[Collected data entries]
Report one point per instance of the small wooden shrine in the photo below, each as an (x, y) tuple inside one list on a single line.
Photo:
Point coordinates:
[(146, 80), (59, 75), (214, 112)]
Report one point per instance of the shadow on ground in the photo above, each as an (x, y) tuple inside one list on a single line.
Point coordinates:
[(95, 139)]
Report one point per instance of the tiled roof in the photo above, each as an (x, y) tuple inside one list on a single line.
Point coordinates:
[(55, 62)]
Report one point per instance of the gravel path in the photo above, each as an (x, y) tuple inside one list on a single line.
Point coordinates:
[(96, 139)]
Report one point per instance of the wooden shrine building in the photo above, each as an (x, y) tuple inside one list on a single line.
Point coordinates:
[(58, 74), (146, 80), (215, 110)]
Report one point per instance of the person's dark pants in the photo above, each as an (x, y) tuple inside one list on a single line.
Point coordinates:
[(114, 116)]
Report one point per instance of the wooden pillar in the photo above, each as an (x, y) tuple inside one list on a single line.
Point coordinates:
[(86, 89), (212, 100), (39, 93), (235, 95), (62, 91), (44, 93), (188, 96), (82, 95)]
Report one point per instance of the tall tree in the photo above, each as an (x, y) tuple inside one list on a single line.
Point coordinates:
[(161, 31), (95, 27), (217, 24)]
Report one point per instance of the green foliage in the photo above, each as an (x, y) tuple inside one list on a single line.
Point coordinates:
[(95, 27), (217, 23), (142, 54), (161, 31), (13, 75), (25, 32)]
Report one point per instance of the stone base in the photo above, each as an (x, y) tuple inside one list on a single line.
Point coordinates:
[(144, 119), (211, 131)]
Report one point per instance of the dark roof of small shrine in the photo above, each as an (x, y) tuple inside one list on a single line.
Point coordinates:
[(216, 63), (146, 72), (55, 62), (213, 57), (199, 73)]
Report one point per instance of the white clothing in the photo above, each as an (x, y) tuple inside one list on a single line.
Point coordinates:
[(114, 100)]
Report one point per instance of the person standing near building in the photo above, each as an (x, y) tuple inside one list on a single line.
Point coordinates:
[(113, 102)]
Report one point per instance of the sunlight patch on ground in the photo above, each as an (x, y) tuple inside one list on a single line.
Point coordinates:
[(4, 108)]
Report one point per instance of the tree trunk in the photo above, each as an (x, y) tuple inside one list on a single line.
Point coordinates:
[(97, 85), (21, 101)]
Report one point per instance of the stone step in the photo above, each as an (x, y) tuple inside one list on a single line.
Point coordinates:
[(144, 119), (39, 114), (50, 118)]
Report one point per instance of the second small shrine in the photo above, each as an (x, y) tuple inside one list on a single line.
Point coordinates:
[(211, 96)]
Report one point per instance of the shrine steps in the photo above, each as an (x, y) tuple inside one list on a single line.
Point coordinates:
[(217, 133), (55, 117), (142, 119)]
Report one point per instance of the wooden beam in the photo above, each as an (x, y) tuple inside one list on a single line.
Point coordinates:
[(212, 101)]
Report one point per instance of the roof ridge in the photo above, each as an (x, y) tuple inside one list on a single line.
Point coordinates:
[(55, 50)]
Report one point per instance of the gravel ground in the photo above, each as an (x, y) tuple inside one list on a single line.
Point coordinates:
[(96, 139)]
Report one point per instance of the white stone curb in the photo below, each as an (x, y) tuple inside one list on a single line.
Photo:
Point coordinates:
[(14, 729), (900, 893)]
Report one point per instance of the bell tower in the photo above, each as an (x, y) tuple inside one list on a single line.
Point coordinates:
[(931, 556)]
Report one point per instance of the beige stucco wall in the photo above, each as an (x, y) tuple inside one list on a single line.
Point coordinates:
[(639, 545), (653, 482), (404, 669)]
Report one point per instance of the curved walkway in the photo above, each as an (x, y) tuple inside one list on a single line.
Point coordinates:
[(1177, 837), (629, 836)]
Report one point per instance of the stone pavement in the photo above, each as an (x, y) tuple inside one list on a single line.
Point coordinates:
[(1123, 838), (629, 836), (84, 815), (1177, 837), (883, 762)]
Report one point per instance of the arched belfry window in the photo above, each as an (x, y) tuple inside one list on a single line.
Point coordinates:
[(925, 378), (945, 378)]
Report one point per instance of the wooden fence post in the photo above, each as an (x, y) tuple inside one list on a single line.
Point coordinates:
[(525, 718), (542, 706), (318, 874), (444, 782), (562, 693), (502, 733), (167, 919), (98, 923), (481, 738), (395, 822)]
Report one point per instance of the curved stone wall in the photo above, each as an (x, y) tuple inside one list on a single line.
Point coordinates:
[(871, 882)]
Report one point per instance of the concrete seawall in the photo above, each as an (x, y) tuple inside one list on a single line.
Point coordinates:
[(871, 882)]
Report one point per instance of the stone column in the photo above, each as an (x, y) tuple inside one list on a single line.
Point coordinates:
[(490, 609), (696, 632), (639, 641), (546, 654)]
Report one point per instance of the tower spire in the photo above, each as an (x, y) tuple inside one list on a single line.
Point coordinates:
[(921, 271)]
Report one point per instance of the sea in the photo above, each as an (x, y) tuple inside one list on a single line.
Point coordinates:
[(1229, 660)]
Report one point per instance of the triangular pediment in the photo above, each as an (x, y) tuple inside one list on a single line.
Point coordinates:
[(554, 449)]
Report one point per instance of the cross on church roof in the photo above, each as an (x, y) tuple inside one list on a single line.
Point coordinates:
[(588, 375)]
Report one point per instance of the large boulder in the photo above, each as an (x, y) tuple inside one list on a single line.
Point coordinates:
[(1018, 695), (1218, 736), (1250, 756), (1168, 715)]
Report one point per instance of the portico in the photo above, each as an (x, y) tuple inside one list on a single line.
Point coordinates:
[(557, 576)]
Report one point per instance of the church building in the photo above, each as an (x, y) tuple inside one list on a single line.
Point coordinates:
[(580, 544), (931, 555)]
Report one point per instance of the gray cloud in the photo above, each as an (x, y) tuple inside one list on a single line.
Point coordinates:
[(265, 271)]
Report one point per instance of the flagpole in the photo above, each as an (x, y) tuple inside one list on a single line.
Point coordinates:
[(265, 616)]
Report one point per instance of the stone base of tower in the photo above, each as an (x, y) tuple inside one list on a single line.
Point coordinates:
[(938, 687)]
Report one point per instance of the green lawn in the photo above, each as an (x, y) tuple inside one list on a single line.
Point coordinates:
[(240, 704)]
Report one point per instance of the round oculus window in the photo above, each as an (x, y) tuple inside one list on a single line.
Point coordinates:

Problem to work on. Reproduce all the records above, substituting "Marked points" for every occurrence of "Point coordinates" and leaving everything else as it is.

Answer to this exercise.
Report one point per instance of the small wooden shrine in the photo below, each as an (x, y) tuple inside one list on a single line.
Photo:
Marked points:
[(146, 80), (59, 75), (214, 112)]
Report one point per instance of the shadow on ground in the photo above, each as an (x, y) tuple inside one list on a single line.
Marked points:
[(95, 139)]
Report one point per instance of the tiled roof in the photo above, each as an (x, y) tuple inside one list on a single line.
Marked points:
[(55, 62)]
Report one point per instance of the gravel path in the photo above, each as an (x, y) tuple inside one list on a single line.
Marked points:
[(96, 139)]
Report one point per instance of the wooden shrine building in the photo above, each as an (x, y) tuple inside one list on a single line.
Marked points:
[(58, 74), (146, 80), (215, 110)]
Report one point per instance of the person's dark pants in the photo above, each as an (x, y) tuple inside one list on a single line.
Marked points:
[(114, 116)]
Report one point per instance of the wooden pillar in the photo above, each as an (x, y) tuple inside one list on a single line.
Marked points:
[(86, 89), (212, 100), (39, 93), (235, 95), (62, 91), (44, 93), (188, 96), (82, 95)]
Report one point per instance of the tall tree in the photo above, each as an (x, y) tuple inside one list on a single line.
Marked points:
[(161, 31), (95, 27), (217, 24)]
Report one point per instance of the green foliage in the photo above, each as an (x, y) tuple inside one list on a single line.
Marked points:
[(95, 27), (217, 23), (142, 54), (161, 31), (13, 75), (25, 32)]
Report one point per instance of the stone base in the photo above, each as an (x, y) tuple inside one list on a single line.
Marked points:
[(144, 119), (211, 131)]
Report one point per instance of the dark roof of small shrine in the photo above, each as an (x, y) tuple inside one list on a single line.
Marked points:
[(216, 63), (146, 72), (55, 62), (213, 57), (199, 73)]
Report one point per instance of the white clothing in the photo above, each as an (x, y) tuple inside one list on a single line.
Marked points:
[(114, 100)]
Report one point per instance of the person standing near building in the photo above, each as an (x, y) tuple inside one list on a single line.
Marked points:
[(113, 102)]
Report one point per instance of the sunlight patch on ground in the photo above, each as an (x, y) tuple inside one list on a single line.
Marked points:
[(4, 108)]
Report one point per instance of the tree trunk in the photo above, each as an (x, y) tuple inside one list on a single line.
Marked points:
[(97, 85), (21, 101)]
Report one point per instance of the stone step in the photo above, each as an (x, y) tuple inside one list on a single line.
Marked points:
[(144, 119), (39, 114), (50, 118)]
Report one point per instance of the second small shrine in the photo above, each as an (x, y) tuple inside one list on a single line.
Marked points:
[(211, 96)]
Report one point per instance of the shrine steps in the photo above, each as an (x, y) tuple inside one list on a single line.
Marked points:
[(217, 133), (55, 117), (142, 119)]
Report one point per instance of the wooden beam in the photo above, each as an (x, y) tuple inside one list on a single line.
Marked points:
[(212, 101)]
Report one point per instance of the roof ridge in the photo above, each as an (x, y) tuple inside one list on a single line.
Marked points:
[(55, 50)]
Report one point per instance of the gravel ground in the photo above, each as an (x, y) tuple inside one list on a single line.
Marked points:
[(96, 139)]
Report one point per instance of the white stone curb in the photo below, each as an (x, y) tuple inside one list on a single line.
Photo:
Marked points:
[(14, 729), (900, 893)]
Report one point per instance of the bell tower in the photo above, each as an (x, y) tuple inside one list on a single line.
Marked points:
[(931, 556)]
Report one point per instance of the beige stucco wall in the photo above, each as an (x, y) tuple inside one list on a single line.
Marked points:
[(639, 545), (653, 482), (404, 669)]
Report one point per instance of the curved walkway in the photo above, each as an (x, y) tuple inside one list on a single line.
Marked points:
[(1177, 837), (629, 836)]
Report one point per instance of the stone pavement in the photo above, each as an (x, y) tuple inside one list on a single line.
Marked points:
[(1123, 838), (629, 836), (84, 815), (1177, 837), (883, 762)]
Report one point per instance of the arched belfry window in the photo above, each as an (x, y) tuple inside one list on a single line.
Marked points:
[(925, 378), (945, 378)]
Report one point per instance of the wooden fence post in the photo above, each as an (x, y) tuple inside one list on a single line.
Marked points:
[(525, 718), (542, 706), (318, 874), (444, 782), (562, 693), (502, 733), (167, 919), (98, 923), (481, 738), (395, 822)]
Report one point per instance of the curved stone wall in the photo above, each as an (x, y) tuple inside one list on a single line.
Marked points:
[(871, 882)]
Report one point per instance of the concrete seawall in the photo above, each as an (x, y) tuple inside one list on a single line.
Marked points:
[(871, 882)]
Report one point per instance of the stone column in the photo above, each as an (x, y) tuple inside one list on a single line.
Marked points:
[(490, 609), (696, 632), (639, 641), (546, 654)]
Report one point per instance of the tower spire in the photo above, each as an (x, y) tuple inside one list on a single line.
Marked points:
[(921, 271)]
Report one point per instance of the sea in the photo above, each as an (x, y) tuple inside one list on a single line.
Marked points:
[(1229, 660)]
Report one point per instance of the triangular pediment in the photo above, each as an (x, y) tuple inside one list on a single line.
Marked points:
[(554, 449)]
Report one point per instance of the cross on church roof in the photo above, each as an (x, y) tuple inside one list on a single line.
Marked points:
[(588, 375)]
Report one point per instance of the large boulder in the photo above, each as an (x, y) tuple inside one list on a single line.
Marked points:
[(1018, 695), (1218, 736), (1250, 756), (1168, 715)]
Report one point per instance of the portico in the photo above, each as an (x, y) tuple inside one list on a single line.
Marked points:
[(557, 576)]
Report one point per instance of the church building in the photo above, each as an (x, y) tuple inside one list on a single line.
Marked points:
[(580, 544), (931, 555)]
Report one point per instance of the gray cloud in the photo above, each as an (x, y) tuple inside one list on a single line.
Marked points:
[(265, 271)]
Report one point per instance of the flagpole in the photo above, each as an (x, y) tuple inside one list on a single line.
Marked points:
[(265, 616)]
Report one point per instance of the stone base of tower in the photo above, each as an (x, y) tuple inside one list on a single line.
Marked points:
[(938, 687)]
Report one point per instance of the green lawn in the photo above, each as an (x, y) tuple inside one list on a single line.
Marked points:
[(240, 704)]
Report one point per instance of the round oculus window in the photo above, each as an (x, y) tuple inside one list on a single line.
Marked points:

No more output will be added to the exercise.